» **The input**
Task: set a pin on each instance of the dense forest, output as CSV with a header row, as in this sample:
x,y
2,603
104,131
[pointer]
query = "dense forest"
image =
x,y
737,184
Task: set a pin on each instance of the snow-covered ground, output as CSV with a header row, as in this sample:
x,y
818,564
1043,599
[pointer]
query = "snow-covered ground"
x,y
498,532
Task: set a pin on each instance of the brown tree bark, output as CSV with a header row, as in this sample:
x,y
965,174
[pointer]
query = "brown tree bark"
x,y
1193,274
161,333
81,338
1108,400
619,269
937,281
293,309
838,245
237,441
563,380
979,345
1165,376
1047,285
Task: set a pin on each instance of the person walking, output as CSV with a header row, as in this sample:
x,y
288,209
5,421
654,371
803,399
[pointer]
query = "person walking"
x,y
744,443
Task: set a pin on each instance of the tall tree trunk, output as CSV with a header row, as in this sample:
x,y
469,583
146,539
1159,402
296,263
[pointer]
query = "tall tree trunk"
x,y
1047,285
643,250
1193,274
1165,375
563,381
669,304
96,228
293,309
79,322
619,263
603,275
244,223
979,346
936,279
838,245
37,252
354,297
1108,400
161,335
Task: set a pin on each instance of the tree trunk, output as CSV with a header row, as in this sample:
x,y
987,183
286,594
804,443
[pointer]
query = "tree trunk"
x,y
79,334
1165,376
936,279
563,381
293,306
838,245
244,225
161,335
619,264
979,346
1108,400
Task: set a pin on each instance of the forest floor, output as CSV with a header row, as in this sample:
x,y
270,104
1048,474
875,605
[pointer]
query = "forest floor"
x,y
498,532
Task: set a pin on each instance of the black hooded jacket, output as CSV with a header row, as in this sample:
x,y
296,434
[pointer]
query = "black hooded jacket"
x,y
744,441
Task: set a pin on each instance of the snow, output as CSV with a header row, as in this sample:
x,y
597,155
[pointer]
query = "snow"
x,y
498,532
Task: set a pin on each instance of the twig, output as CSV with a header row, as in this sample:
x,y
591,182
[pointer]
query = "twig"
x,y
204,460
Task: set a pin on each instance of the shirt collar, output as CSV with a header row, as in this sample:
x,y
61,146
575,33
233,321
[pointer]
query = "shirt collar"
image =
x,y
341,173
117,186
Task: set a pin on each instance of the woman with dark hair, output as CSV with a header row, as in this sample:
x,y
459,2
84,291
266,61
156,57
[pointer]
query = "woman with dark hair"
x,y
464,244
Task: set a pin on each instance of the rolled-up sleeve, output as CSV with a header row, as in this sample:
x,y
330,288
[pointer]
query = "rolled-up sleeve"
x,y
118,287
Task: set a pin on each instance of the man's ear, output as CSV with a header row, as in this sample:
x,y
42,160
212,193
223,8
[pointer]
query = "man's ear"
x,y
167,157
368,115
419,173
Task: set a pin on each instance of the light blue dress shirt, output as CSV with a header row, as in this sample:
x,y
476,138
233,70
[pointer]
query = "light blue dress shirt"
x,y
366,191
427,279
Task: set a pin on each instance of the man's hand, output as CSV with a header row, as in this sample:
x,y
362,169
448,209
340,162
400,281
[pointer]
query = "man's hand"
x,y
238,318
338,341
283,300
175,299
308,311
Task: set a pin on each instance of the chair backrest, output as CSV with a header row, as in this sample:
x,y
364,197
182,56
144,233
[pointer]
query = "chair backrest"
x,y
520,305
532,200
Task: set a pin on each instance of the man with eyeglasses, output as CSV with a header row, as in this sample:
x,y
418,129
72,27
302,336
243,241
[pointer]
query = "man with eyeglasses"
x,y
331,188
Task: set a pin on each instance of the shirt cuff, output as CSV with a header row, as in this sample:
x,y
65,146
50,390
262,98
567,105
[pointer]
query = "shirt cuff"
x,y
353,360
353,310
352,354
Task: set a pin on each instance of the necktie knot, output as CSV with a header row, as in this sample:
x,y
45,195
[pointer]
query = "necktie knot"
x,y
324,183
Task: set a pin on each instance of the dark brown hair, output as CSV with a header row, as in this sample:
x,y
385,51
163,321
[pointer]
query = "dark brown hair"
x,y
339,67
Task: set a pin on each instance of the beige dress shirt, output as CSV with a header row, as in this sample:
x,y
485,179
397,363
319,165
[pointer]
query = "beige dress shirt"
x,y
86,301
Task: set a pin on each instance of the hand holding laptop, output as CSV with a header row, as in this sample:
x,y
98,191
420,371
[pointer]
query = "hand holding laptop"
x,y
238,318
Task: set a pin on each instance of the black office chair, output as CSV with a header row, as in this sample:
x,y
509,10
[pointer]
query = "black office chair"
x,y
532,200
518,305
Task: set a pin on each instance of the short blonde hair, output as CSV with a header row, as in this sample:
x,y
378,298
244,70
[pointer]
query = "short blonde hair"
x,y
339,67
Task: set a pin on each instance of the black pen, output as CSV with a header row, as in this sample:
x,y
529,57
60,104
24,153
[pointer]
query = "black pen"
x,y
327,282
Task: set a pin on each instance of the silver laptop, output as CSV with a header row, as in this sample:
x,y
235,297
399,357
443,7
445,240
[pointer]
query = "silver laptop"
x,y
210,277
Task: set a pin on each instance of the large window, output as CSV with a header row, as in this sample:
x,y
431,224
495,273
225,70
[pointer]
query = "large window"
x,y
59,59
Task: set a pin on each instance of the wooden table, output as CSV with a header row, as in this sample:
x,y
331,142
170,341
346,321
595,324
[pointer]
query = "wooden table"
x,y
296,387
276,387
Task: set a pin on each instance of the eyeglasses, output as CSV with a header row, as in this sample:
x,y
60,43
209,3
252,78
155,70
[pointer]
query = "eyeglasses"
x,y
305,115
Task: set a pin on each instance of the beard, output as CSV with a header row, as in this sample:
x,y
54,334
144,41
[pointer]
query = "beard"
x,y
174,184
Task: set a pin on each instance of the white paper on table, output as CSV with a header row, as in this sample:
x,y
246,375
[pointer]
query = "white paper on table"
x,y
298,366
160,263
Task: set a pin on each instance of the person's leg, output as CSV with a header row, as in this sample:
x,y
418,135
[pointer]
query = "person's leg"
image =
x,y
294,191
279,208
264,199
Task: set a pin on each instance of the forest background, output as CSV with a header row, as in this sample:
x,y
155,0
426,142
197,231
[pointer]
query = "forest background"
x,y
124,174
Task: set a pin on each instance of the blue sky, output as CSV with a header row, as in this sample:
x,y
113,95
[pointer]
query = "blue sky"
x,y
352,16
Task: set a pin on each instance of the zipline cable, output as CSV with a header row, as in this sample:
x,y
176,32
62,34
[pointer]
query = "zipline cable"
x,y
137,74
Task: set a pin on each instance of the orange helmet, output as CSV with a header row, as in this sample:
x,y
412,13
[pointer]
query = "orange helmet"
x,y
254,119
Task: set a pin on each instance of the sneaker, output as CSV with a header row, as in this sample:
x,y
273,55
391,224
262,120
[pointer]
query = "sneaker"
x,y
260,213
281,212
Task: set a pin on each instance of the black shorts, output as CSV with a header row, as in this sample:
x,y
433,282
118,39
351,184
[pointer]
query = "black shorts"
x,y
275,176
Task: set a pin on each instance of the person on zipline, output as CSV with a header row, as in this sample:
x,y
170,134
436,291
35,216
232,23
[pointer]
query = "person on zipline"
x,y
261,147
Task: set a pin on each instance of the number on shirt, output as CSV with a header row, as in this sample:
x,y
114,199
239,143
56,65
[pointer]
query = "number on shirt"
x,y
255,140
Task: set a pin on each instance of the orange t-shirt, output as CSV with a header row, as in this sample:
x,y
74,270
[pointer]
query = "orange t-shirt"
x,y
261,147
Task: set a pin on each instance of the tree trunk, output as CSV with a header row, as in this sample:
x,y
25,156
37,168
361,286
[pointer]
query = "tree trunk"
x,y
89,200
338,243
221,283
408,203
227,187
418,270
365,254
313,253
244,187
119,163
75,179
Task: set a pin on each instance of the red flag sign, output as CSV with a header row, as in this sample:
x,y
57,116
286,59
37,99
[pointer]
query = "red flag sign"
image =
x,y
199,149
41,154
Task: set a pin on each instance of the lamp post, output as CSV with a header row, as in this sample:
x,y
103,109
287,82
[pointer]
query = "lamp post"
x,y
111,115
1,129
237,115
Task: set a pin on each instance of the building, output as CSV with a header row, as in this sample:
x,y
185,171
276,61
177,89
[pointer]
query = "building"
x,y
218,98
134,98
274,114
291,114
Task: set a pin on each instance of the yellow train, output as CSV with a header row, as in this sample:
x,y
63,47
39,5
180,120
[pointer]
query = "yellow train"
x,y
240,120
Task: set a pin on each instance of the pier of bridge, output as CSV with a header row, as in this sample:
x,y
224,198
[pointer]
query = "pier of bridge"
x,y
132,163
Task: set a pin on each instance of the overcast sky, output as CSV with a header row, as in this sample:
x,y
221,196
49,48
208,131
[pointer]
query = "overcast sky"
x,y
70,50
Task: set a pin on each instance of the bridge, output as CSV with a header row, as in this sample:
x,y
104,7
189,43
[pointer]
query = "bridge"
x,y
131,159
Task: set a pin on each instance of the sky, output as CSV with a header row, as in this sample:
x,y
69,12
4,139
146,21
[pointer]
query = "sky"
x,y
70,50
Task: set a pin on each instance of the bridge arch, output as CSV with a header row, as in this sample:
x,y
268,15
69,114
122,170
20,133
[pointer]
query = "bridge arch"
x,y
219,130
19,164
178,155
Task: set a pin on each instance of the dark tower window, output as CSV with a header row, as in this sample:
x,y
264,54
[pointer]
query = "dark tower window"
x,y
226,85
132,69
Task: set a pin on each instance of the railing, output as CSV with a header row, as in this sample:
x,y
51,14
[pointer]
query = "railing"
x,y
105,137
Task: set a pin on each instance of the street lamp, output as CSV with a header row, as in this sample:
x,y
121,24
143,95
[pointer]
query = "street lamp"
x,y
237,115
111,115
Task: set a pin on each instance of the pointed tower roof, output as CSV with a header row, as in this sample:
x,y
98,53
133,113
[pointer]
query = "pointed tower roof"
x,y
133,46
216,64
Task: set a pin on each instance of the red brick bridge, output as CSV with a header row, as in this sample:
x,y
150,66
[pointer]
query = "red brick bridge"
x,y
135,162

» **Exercise goal**
Put the lines of the listing above into a JSON list of strings, one string per line, with blank lines left out. Begin at the line that has "Task: set a pin on each instance of the pointed" and stop after the last line of the listing.

» **Written solution**
[
  "Task: set a pin on each instance of the pointed tower roof, output as CSV with a header row, as in this sample:",
  "x,y",
  "98,53",
  "133,113",
  "[pointer]",
  "query = \"pointed tower roof\"",
  "x,y",
  "133,46",
  "216,64",
  "Task: set a pin on each instance of the red brick bridge, output as CSV with a header row, as in this sample:",
  "x,y",
  "150,66",
  "[pointer]",
  "query = \"red brick bridge\"",
  "x,y",
  "135,162"
]